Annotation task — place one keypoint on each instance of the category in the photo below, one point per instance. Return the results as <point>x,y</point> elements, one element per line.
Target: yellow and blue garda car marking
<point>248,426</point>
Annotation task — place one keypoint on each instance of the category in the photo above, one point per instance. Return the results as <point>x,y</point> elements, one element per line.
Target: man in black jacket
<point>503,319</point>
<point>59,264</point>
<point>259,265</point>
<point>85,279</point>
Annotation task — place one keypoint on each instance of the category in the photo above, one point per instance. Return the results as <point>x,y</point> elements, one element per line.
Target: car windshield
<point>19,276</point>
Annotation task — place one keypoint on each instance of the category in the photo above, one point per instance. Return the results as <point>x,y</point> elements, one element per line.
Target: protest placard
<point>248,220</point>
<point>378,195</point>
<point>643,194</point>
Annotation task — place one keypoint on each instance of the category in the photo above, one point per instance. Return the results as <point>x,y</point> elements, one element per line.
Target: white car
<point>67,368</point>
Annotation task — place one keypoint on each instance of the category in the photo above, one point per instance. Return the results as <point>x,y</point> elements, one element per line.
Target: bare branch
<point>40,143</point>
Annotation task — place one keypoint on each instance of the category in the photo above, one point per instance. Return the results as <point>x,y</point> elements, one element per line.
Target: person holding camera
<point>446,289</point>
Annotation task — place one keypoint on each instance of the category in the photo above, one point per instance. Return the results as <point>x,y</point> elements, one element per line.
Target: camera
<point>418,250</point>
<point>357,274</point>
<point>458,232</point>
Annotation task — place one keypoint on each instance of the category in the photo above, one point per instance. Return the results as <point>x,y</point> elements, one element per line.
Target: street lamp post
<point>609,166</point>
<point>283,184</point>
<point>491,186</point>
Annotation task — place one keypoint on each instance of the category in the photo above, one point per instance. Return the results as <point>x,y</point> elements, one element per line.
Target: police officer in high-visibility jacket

Work instructions :: Lay out all the lines above as a numbered list, leaving out any blank lines.

Problem solution ::
1. Annotation task — place one keypoint on each instance of the category in the photo below, one point per instance. Return the results as <point>x,y</point> elements, one element per line.
2. Target: yellow and blue garda car marking
3. <point>248,426</point>
4. Annotation task — place one keypoint on each instance of the category in the photo above, one point per instance. Return the results as <point>x,y</point> elements, one element per line.
5. Target: man in black jacket
6. <point>503,319</point>
7. <point>59,264</point>
8. <point>259,265</point>
9. <point>85,279</point>
10. Annotation task — place one keypoint on each instance of the category in the photo above, one point per instance. Return the results as <point>x,y</point> elements, one element per line.
11. Target: car windshield
12. <point>19,276</point>
13. Annotation task — place one keypoint on each instance of the category in the photo above, one point per instance. Return the results as <point>x,y</point> elements, one element per line.
14. Target: protest placard
15. <point>248,220</point>
16. <point>378,195</point>
17. <point>643,194</point>
18. Annotation task — place one keypoint on each instance of the category in the photo above, one point per instance. Return the results as <point>x,y</point> elements, one element per line.
19. Target: white car
20. <point>67,368</point>
21. Annotation task — place one keypoint on each instance of the category in the photo above, one point per instance. Return the results as <point>x,y</point> elements, one element per line.
22. Target: bare branch
23. <point>40,143</point>
24. Annotation task — place one keypoint on each instance of the category in the photo above, one point per instance. Return the results as <point>x,y</point> elements, one element per line.
25. Target: person holding camera
26. <point>446,289</point>
27. Annotation task — place one keypoint on each instance of the category in the photo above, one point per instance. Return the results as <point>x,y</point> elements, one element per line.
28. Target: camera
29. <point>418,250</point>
30. <point>357,274</point>
31. <point>458,232</point>
32. Annotation task — place one keypoint on each instance of the category in the photo above, one point per instance. Return the results as <point>x,y</point> elements, one element per line.
33. Target: street lamp post
34. <point>609,166</point>
35. <point>283,184</point>
36. <point>491,186</point>
37. Annotation task — place one keypoint on each instance of the category in the photo above, one point per instance. Return the results as <point>x,y</point> elements, one element per line.
38. Target: police officer in high-visibility jacket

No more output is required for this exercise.